• [Stored records]

╔══

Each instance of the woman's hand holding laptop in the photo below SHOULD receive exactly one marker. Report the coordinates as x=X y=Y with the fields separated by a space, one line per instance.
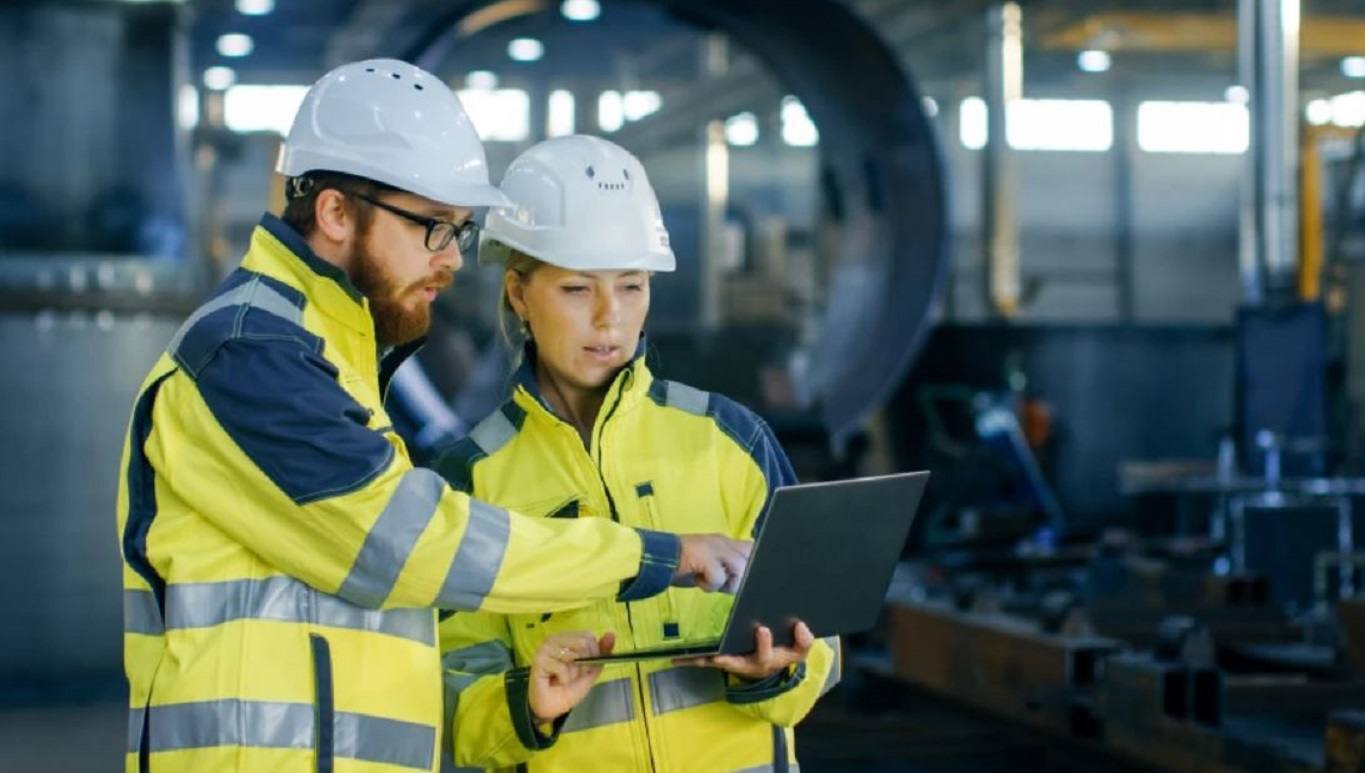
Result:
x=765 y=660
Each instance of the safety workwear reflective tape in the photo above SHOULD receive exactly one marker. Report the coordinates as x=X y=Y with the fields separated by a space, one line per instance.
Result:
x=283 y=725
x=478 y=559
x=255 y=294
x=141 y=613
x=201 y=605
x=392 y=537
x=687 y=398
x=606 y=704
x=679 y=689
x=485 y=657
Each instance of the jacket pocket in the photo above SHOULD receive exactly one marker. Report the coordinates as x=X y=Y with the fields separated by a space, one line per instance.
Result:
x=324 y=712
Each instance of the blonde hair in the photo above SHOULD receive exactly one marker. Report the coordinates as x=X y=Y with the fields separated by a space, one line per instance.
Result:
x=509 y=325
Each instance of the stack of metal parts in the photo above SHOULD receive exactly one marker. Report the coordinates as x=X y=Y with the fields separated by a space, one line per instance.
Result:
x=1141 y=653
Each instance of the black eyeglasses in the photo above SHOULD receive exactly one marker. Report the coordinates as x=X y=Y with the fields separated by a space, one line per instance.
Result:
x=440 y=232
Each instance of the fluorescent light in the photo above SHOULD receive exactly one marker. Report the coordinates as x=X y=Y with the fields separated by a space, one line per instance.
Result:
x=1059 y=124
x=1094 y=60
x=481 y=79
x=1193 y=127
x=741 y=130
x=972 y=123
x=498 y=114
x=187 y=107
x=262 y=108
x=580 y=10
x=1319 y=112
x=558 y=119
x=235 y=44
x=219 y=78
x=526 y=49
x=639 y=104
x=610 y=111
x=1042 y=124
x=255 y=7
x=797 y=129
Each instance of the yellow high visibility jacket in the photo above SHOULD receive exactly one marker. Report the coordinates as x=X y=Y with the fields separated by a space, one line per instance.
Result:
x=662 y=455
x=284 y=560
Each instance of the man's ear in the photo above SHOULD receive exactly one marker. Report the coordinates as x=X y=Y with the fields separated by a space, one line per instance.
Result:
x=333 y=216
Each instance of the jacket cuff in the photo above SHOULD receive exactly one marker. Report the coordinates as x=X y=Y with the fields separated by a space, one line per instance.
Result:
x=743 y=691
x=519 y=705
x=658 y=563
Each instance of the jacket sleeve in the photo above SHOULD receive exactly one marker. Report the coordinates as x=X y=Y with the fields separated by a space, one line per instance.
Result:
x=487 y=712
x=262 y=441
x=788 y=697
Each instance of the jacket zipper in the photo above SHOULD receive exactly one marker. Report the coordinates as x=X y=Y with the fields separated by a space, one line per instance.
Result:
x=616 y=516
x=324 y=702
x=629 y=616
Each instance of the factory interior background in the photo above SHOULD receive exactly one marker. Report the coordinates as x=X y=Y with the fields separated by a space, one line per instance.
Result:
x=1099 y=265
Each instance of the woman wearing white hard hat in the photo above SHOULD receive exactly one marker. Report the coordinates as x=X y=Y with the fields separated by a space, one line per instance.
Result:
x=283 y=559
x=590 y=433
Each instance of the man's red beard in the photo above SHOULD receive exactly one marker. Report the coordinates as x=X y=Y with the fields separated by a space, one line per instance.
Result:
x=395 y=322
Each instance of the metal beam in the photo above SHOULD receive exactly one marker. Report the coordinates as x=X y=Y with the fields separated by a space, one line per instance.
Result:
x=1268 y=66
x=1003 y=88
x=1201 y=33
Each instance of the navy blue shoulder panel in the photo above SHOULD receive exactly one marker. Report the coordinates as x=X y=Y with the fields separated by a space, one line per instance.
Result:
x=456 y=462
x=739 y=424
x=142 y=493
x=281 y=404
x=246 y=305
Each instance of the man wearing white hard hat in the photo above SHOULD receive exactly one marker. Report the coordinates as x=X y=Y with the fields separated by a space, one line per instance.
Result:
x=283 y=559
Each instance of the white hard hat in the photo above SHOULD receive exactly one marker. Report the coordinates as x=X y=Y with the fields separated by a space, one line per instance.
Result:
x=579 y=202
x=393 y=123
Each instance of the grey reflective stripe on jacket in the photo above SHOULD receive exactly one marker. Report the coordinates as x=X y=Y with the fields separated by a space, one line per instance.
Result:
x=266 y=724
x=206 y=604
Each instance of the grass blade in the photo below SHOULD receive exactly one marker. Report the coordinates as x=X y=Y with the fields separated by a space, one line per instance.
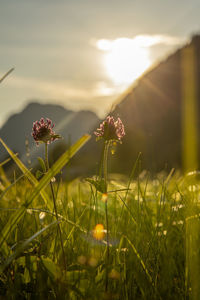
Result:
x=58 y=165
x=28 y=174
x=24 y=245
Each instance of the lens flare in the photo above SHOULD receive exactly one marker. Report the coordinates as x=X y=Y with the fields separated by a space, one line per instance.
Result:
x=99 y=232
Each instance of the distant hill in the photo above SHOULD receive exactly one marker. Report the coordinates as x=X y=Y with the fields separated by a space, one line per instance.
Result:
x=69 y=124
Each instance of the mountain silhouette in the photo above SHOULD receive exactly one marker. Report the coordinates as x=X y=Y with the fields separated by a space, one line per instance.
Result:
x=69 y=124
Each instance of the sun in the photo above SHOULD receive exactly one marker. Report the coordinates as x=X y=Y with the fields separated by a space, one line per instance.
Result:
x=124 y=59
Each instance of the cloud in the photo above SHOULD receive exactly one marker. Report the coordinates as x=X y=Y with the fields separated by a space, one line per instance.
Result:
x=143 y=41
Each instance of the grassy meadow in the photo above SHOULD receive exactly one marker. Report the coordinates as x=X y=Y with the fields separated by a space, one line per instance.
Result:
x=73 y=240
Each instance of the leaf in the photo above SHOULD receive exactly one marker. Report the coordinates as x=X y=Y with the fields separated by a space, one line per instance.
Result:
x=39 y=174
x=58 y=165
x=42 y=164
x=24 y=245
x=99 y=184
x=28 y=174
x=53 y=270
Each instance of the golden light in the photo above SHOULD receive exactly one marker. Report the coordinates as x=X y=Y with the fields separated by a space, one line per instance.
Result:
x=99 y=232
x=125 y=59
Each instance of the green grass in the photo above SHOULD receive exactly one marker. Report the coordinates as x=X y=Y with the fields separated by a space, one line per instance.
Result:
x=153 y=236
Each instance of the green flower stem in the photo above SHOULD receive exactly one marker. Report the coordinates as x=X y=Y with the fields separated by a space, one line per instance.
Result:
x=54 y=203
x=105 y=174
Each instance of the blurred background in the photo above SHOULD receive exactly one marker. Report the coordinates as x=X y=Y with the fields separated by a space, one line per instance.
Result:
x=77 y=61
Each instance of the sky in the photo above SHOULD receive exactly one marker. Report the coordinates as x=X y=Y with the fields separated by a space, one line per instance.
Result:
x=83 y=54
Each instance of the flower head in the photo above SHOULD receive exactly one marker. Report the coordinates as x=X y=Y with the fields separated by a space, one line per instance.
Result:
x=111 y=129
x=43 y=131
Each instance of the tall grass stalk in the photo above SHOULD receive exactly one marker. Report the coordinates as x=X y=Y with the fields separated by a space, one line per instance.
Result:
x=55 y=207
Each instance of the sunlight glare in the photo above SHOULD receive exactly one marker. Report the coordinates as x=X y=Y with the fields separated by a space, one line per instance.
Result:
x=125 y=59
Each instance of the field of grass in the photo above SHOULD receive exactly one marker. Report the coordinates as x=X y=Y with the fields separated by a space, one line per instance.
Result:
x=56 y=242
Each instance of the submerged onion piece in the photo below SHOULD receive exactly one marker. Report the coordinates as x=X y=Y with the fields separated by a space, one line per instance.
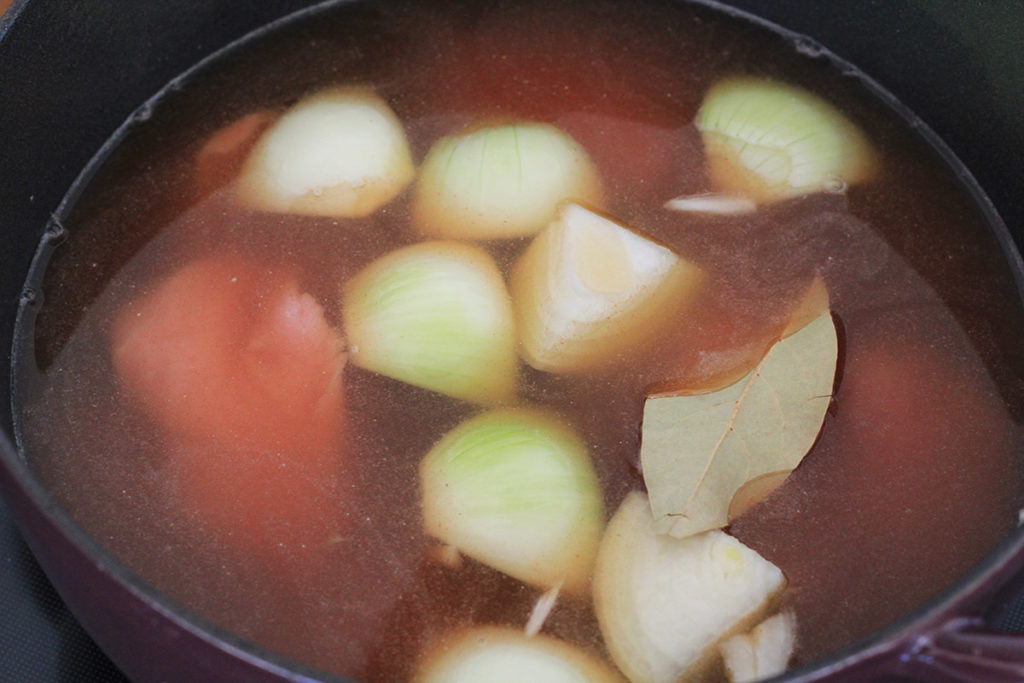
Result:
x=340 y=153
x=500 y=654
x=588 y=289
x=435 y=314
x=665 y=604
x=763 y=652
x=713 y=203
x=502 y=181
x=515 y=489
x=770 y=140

╚══

• [What you should do]
Each line of the data that has the string "metal" should be returned.

• [Task answer]
Each instance of the stack of metal parts in the photo above SHOULD receive exactly one marker. Report the coordinates as x=X y=Y with the fields separated by a space, one line per instance.
Each instance of the metal beam in the photo above SHOULD receive exactly one marker. Report the coordinates as x=X y=Y with the fields separated by a space, one line per instance.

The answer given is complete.